> **The task**:
Restate the records in full and exactly, with no images included.

|---|

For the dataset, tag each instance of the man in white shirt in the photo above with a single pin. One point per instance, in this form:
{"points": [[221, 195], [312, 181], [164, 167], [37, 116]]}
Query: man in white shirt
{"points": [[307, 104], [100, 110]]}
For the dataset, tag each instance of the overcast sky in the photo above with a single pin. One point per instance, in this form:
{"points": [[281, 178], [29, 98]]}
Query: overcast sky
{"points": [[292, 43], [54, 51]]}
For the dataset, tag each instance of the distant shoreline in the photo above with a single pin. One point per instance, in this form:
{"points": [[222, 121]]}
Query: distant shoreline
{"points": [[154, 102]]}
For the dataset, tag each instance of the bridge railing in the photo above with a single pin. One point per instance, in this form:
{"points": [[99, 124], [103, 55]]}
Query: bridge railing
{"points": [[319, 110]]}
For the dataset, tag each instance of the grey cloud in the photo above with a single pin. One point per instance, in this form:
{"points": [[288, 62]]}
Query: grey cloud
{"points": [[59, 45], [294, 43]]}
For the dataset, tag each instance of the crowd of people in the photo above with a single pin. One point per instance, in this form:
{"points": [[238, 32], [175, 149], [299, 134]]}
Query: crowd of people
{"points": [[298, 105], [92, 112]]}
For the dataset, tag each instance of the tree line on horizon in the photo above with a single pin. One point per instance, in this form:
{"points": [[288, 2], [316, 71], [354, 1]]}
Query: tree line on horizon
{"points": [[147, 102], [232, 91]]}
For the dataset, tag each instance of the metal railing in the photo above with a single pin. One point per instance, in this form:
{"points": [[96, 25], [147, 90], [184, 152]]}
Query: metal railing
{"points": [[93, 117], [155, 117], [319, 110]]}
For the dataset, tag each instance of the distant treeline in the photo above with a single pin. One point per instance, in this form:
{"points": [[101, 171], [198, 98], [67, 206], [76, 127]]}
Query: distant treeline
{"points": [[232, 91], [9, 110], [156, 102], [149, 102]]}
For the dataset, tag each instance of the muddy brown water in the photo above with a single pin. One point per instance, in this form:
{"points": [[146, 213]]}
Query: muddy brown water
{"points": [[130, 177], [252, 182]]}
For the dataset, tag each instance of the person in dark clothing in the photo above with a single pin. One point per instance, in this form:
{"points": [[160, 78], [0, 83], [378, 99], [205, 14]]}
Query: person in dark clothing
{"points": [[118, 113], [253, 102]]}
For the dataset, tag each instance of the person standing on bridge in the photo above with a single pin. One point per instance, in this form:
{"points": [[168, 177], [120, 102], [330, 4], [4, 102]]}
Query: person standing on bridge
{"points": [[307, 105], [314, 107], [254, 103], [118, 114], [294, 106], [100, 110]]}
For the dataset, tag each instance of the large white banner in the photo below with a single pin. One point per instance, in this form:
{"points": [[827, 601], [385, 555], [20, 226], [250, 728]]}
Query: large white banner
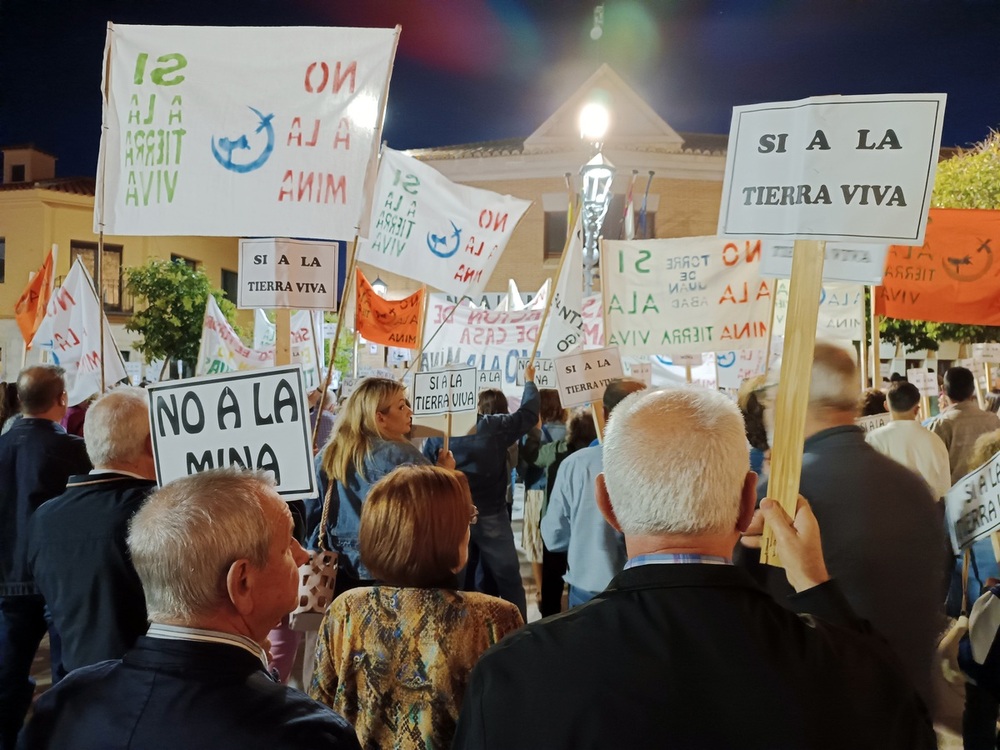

|---|

> **Result**:
For the dataset, tag each instance of the man in white shirt in the photo above with a single pin. One point per instance, in this form:
{"points": [[221, 195], [312, 181], [164, 167], [37, 116]]}
Query: man in white shirt
{"points": [[307, 104], [100, 110]]}
For the dataset, tag each instance of the overcast sky in the photo above with a single pin. One point per instance, in this form:
{"points": [[281, 178], [29, 98]]}
Query: overcast sky
{"points": [[292, 43], [54, 51]]}
For the dataset, tag each instance of the distant shoreline in the photo above with a single pin. One point per instance, in this form:
{"points": [[222, 121]]}
Query: distant shoreline
{"points": [[154, 102]]}
For the dataset, tag each instance of the bridge railing in the photo above with a single pin. One point per instance, in this form:
{"points": [[99, 124], [103, 55]]}
Query: bridge railing
{"points": [[319, 110]]}
For the dataset, tag each instance of the grey cloud in the photo above with a single pin. One point per instance, in this form:
{"points": [[288, 62]]}
Query: grey cloud
{"points": [[59, 45], [294, 43]]}
For the dataset, tag each instance of the crowd of people in the photo above with a single pin. One point per instance, in this form:
{"points": [[238, 32], [175, 149], [299, 134]]}
Query: crowd of people
{"points": [[298, 105], [92, 112]]}
For the dataset, tag each instance of the tree line on horizon in the photo above with a single pin. One point per instance, in this form:
{"points": [[288, 2], [316, 71], [354, 1]]}
Query: tree line on horizon
{"points": [[147, 102], [232, 91]]}
For the dataset, tag each instance of the metal railing in the photo above with a single pin. One point per instance, in this form:
{"points": [[96, 25], [147, 90], [184, 152]]}
Query: metal railing
{"points": [[93, 117], [155, 117], [319, 110]]}
For the dataset, tag each instance of the distant treeline in the photo above with a single pin. One point per instance, in this form:
{"points": [[101, 171], [198, 98], [67, 206], [76, 127]]}
Query: distant treeline
{"points": [[232, 91], [9, 110], [156, 102], [149, 102]]}
For the dataset, tag each instance of the muddy brown water in the photo above with a single pin. One point per instance, in this form:
{"points": [[146, 213]]}
Query: muddy brown water
{"points": [[130, 177], [252, 182]]}
For the dataset, tag each instance of the person in dark clothing in the photo above with a single pin. One point per instance, in this form:
{"points": [[160, 78], [0, 83], [378, 99], [205, 14]]}
Query: person in dark clothing
{"points": [[118, 113], [253, 102]]}
For the dataset, tag each instance of the person standing on bridge in the photo above with a single pin. One point per instance, in this form:
{"points": [[168, 177], [120, 102], [330, 4], [4, 102]]}
Query: person standing on bridge
{"points": [[307, 105], [314, 107], [254, 103], [118, 114], [294, 106], [100, 110]]}
For the dataset, tag each instance of the large white banner in the photo below with a single pin. One point per instance, in this form:
{"points": [[827, 601], [385, 555], [20, 226], [250, 728]]}
Query: large white banner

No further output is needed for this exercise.